• Direction A:
Rewrite the threat modeling article from "Threat Modeling in" to "in one sprint.", replacing "sprint" with "week".

• Provided passage:
start

All resources
March 25, 2026·9 min readISO 27001SDLCThreat ModelingA.8.25A.8.26

Threat Modeling in the SDLC: What ISO 27001 A.8.25 and A.8.26 Actually Demand

Most SDLCs claim threat modeling. Most can't produce a single completed threat model on demand. What A.8.25 and A.8.26 require, the gaps we flag in audits, and a working template you can adopt in one sprint.

Jonathan Major
Jonathan Major
Lead ISO Internal Auditor · Risk and Response

Most SDLCs claim threat modeling as part of the process. Most SDLCs cannot produce a single completed threat model on demand. This is the gap that gets flagged in nearly every modern ISO 27001 internal audit — the policy says "we threat model major releases," and the engineering team confirms they "do threat modeling," but the artifacts that prove it don't exist or haven't been touched in 18 months.

ISO 27001:2022 introduced specific Annex A controls for the secure development lifecycle that put real teeth on this. This post walks through what A.8.25 and A.8.26 actually require, the gaps an internal auditor sees, and a working template you can implement in a single sprint without crushing engineering velocity.

What A.8.25 and A.8.26 actually require

ISO 27001:2022 Annex A.8.25 — Secure development life cycle — requires the organization to establish and apply rules for the secure development of software and systems. It explicitly calls out threat modeling as part of the methodology, alongside secure coding standards, secure development environments, version control, and security testing.

Annex A.8.26 — Application security requirements — requires information security requirements to be identified, specified, and approved when developing or acquiring applications. This is the upstream input to A.8.25: you can't apply secure development if you haven't first decided what "secure" means for the thing you're building.

Together, the two controls describe a continuous loop:

  1. Identify the security requirements for a planned change (A.8.26)
  2. Apply secure development methodology — including threat modeling — to build against those requirements (A.8.25)
  3. Verify, before release, that the requirements are met

Threat modeling is the technique that makes this loop concrete. It's the bridge between "we have a security policy" and "we have evidence that this specific feature was assessed for security risk before it shipped."

What "good" actually looks like

A defensible threat-modeling program has six components. Get any five right and you'll close A.8.25 and A.8.26. Get all six and a Stage 2 auditor will move on quickly.

end

• Exercise inputs:
start

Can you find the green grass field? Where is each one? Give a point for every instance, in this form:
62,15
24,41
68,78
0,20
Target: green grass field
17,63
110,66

end

• Direction B:
Format every line of the listing as a Markdown table with a Row column holding its number and a Line column holding its text, omitting blank lines.

• Complete response A:
Threat Modeling in the SDLC: What ISO 27001 A.8.25 and A.8.26 Actually Demand

Most SDLCs claim threat modeling. Most can't produce a single completed threat model on demand. What A.8.25 and A.8.26 require, the gaps we flag in audits, and a working template you can adopt in one week.

• Complete response B:
| Row | Line |
|---|---|
| 1 | Can you find the green grass field? Where is each one? Give a point for every instance, in this form: |
| 2 | 62,15 |
| 3 | 24,41 |
| 4 | 68,78 |
| 5 | 0,20 |
| 6 | Target: green grass field |
| 7 | 17,63 |
| 8 | 110,66 |